It seems to me that most people assume the following: if a given web page can be found on Google (using a site: command or otherwise), it means that all of its content is indexed by Google.
This is not the case. We’re the first to have the data that demonstrates it.
Our custom-built software allows us to check on a massive scale whether particular web pages and parts of their content show up in the search results. And it turns out that Google commonly skips indexing parts of your content, even if it’s pure HTML.
It isn’t rare that the main content of a page is indexed, but less important parts, like related items or shipping info, are not.
But in this post, I want to show you a website that has thousands of pages with unindexed MAIN CONTENT.
Target.com
23% of indexed pages from Target.com don’t have their main product description indexed. So Google is ranking one in four Target.com product pages based on features other than the main content.
Just as a reminder, this is independent of 9.28% of pages in Target’s sitemaps that are not indexed at all, not even partially.
Inspecting an example
we have a product page that can currently be found on Google using the site: command, but can’t be found by looking up the product description.
And here’s the workflow we use to check if Google indexed the main product description.
- Our initial step is to ensure the URL is indexed.
- Then we check if the content fragment is indexed.
- Sometimes the “site” command doesn’t work as expected so we also look up a fragment of the product description on Google.
There is no Target.com ranking for this term in the top 100 results.
Conclusion
Evidence from this query as well as the “site” command points to the fact that Google didn’t index the main content of Target.com in this case.

§ Actions to take:
1/ Answer these questions from the post on Google indexing:
(a) What share of indexed Target.com pages lack an indexed main product description?
(b) What share of pages in Target's sitemaps are not indexed at all?
(c) Within how many top results did no Target.com page rank for the description fragment?
2/ Quote the post on Google indexing from "Just as a reminder, this" to "in this case.".
3/ Extend the post on Google indexing past its final sentence.
The records that come next are from a separate source.

§ Records supplied:

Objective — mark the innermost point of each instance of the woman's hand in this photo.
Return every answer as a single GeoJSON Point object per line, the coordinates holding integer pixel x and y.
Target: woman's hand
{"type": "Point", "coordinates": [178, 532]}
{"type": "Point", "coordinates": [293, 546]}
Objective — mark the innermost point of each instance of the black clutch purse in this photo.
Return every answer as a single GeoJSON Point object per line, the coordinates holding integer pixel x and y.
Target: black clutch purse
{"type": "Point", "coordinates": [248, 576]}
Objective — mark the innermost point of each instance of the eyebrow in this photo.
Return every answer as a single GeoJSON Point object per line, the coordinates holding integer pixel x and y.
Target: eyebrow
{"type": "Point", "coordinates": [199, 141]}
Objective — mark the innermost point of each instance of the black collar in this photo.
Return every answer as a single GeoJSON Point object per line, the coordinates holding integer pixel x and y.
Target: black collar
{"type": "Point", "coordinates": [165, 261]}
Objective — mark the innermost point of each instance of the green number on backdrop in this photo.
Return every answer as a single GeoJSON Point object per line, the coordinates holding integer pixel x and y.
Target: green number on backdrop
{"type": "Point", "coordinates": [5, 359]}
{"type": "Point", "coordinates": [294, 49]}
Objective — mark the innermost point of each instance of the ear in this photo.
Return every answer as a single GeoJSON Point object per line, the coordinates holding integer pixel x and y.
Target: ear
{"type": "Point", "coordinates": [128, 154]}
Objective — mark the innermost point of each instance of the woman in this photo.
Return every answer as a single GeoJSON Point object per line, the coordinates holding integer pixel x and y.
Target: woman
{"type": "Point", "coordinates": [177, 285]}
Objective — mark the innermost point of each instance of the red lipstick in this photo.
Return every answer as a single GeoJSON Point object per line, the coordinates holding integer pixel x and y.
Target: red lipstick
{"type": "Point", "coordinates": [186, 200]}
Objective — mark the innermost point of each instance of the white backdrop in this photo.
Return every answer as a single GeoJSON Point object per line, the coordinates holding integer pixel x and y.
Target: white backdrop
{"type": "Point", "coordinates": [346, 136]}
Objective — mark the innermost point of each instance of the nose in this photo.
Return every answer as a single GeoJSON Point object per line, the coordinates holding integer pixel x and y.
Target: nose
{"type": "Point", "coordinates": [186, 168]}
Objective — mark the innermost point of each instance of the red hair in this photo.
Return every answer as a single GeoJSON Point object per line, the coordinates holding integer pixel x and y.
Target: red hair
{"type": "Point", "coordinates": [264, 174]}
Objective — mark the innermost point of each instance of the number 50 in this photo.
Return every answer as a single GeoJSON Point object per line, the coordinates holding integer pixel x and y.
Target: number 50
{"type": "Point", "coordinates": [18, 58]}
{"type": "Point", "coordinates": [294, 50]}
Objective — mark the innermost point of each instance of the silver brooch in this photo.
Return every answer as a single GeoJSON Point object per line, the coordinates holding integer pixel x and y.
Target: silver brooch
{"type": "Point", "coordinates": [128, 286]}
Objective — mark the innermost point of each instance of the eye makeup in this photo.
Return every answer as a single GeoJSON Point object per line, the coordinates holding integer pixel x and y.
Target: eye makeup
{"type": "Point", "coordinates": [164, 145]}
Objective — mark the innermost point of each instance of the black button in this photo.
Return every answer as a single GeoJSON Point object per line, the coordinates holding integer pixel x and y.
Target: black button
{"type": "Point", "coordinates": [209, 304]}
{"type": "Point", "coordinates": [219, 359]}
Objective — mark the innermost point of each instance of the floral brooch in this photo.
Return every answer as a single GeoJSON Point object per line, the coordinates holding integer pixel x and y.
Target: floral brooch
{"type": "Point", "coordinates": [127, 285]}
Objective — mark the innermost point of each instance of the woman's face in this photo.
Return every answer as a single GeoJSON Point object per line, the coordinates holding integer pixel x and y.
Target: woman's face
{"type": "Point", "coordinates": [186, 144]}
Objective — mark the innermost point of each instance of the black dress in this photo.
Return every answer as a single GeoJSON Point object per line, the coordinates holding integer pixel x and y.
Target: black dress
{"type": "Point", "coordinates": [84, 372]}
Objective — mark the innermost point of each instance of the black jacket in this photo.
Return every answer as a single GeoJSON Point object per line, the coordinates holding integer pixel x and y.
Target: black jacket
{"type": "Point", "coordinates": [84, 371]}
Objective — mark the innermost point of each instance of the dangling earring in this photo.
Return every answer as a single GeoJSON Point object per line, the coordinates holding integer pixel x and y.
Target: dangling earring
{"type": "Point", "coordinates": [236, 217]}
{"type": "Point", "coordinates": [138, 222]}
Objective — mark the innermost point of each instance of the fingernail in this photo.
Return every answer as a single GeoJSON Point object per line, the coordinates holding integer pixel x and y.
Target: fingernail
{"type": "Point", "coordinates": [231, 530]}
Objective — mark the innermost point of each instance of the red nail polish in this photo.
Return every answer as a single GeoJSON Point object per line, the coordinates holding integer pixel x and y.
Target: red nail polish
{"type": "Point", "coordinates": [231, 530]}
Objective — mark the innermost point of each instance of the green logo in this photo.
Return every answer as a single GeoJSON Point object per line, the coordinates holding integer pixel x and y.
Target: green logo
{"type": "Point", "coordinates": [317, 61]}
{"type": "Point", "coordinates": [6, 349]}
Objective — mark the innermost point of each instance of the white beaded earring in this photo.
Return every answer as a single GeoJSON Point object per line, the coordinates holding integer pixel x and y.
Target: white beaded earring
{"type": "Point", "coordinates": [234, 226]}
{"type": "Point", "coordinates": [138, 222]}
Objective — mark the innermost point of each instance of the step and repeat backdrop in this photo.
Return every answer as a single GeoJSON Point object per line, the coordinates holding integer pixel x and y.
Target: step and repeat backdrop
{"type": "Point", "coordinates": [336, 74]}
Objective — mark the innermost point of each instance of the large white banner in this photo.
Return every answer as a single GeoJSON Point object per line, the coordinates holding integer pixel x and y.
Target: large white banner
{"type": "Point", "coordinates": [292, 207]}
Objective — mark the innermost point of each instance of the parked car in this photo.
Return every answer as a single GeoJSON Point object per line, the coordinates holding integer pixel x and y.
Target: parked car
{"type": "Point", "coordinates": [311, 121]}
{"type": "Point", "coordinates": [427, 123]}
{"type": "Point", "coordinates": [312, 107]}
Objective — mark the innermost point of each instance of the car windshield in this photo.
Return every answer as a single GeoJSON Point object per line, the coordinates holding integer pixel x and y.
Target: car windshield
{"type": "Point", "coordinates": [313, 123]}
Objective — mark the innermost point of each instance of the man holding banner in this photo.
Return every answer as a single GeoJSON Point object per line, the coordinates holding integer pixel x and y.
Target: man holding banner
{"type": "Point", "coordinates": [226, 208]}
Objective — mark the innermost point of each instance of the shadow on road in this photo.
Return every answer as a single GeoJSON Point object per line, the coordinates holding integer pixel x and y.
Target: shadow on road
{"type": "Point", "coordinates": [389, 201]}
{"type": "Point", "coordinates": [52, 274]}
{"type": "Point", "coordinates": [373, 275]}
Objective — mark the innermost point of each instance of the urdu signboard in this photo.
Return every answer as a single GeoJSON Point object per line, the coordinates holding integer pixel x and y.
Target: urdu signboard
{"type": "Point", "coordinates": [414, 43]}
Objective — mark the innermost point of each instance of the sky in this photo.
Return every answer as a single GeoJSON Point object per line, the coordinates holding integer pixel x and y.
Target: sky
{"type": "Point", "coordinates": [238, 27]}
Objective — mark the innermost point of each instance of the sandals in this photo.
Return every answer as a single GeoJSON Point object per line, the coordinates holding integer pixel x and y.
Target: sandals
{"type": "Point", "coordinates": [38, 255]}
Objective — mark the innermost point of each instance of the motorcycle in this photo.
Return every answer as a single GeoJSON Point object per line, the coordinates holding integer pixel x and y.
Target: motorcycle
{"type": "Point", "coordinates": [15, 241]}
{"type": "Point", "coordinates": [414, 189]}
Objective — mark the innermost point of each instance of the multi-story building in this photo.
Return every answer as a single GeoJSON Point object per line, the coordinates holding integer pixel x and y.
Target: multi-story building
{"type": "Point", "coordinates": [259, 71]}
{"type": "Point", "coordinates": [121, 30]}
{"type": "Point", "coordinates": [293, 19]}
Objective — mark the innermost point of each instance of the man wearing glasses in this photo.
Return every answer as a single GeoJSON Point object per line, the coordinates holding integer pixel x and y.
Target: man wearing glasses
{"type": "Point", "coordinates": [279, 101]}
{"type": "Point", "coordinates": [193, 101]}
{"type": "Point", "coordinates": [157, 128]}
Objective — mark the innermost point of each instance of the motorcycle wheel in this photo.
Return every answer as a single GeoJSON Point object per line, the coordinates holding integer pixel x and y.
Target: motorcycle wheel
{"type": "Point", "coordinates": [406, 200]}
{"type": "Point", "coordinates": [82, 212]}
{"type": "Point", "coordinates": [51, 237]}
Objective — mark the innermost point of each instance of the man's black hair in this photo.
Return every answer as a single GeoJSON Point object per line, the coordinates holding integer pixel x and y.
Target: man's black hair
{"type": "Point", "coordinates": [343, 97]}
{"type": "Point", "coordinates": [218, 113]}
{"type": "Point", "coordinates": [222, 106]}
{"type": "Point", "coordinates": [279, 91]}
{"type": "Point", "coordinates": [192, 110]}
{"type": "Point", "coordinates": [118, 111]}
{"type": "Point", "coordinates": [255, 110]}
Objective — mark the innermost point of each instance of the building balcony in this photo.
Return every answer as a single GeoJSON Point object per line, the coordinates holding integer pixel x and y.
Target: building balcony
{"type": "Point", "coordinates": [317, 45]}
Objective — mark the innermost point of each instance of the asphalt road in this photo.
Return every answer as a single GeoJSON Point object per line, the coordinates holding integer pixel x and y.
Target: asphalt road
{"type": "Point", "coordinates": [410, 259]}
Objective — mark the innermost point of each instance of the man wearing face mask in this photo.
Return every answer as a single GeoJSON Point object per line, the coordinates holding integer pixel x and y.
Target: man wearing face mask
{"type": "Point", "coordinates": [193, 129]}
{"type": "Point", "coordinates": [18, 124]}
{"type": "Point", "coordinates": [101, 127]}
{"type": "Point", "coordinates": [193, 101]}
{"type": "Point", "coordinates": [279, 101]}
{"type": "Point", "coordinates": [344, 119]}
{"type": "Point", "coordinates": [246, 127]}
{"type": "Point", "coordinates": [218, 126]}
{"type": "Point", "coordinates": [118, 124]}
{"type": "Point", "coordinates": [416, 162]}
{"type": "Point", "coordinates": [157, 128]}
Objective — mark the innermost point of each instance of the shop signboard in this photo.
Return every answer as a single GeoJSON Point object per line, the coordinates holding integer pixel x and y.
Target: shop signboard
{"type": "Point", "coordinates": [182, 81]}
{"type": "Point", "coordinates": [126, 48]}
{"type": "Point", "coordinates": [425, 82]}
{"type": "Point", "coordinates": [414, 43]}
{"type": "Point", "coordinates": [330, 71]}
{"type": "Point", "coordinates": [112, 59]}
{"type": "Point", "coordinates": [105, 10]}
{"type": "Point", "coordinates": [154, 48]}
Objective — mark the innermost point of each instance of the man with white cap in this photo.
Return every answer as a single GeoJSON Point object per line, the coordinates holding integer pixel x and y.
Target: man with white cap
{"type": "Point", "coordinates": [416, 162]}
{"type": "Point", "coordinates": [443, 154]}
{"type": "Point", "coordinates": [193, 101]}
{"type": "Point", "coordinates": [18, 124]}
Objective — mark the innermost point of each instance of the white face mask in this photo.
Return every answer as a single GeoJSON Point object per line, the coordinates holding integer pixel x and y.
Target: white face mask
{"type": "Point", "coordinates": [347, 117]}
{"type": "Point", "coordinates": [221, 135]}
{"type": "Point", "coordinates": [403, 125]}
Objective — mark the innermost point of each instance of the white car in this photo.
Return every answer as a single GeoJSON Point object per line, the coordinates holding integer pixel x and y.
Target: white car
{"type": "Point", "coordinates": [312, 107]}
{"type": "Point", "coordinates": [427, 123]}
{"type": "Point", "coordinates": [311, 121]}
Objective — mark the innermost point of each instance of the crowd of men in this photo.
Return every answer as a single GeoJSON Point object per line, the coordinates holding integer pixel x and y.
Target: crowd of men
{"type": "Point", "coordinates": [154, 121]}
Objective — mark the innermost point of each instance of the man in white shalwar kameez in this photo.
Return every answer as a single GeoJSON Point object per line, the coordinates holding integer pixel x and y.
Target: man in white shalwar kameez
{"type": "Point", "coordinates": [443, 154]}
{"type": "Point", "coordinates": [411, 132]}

§ Answers to the exercise:
1/
(a) 23%
(b) 9.28%
(c) The top 100

2/
Just as a reminder, this is independent of 9.28% of pages in Target’s sitemaps that are not indexed at all, not even partially.
Inspecting an example
we have a product page that can currently be found on Google using the site: command, but can’t be found by looking up the product description.
And here’s the workflow we use to check if Google indexed the main product description.
- Our initial step is to ensure the URL is indexed.
- Then we check if the content fragment is indexed.
- Sometimes the “site” command doesn’t work as expected so we also look up a fragment of the product description on Google.
There is no Target.com ranking for this term in the top 100 results.
Conclusion
Evidence from this query as well as the “site” command points to the fact that Google didn’t index the main content of Target.com in this case.

3/
The same is true of 23% of all product pages on Target.com.
Below you can find a couple of examples:
Page | Fragment of main content | Is a page indexed? | Is the main content indexed? |
https://www.target.com/p/the-true-face-of-sir-isaac-brock-by-guy-st-denis-paperback/-/A-81014122 | Major General Sir Isaac Brock is remembered as the Hero | Yes | No |
https://www.target.com/p/sunex-240d-1-piece-1-2-in-drive-x-1-1-4-in-deep-impact-socket/-/A-80837218 | With over 40 years in the business, we pride ourselves on | Yes | No |
https://www.target.com/p/the-moderate-soprano-faber-drama-by-david-hare-paperback/-/A-78505815 | David Hare’s first full-length play was produced in 1970. | Yes | No |
Target is not an exception
We checked random samples of pages from hundreds of other popular websites. As you can see below, Google doesn’t index the main content on many other websites.
Website | % of indexed pages with main content not indexed | Additional notes |
---|---|---|
aboutyou.de | 37% | On mobile, product details are hidden under tabs. |
sportsdirect.com | 8% | |
charlotterusse.com | 8% | |
zappos.com | 16% | |
boohoo.com | 14% | |
zulily.com | 70% | |
lidl.de | 3% | |
walmart.com | 45% | On mobile, product details are hidden under tabs. |
hm.com | 6% | |
samsclub.com | 39% |
Why this happens
In the case of Target.com, the main content is placed in the initial HTML, so we can forget about blaming JavaScript.
In my opinion, there are three possible reasons:
- Google’s algorithms didn’t recognize the main content.
- Google decided it’s duplicate content.
- There are unspecified bugs on Google’s end.
If the first hypothesis is true, Google has a serious problem. The main content of Target.com is not hidden on mobile so Google shouldn’t have any issues with detecting it.
It’s true that Target.com doesn’t use semantic HTML to indicate the main content. But according to Google, using semantic HTML is helpful, but not necessary, so it shouldn’t be a problem.
In the case of Target.com, I suspect the second hypothesis is true. E-commerce stores commonly use the product description provided by the manufacturer. Google might have encountered the same product description before and because of that, decided to skip indexing it this time.
As per usual, indexing issues are most likely caused by a mix of technical factors, which is why we always audit all technical aspects of every website as a part of our technical SEO services.
Takeaway
Google uses thousands of signals to rank pages displayed in the search results. But the most basic ranking factor is relevance.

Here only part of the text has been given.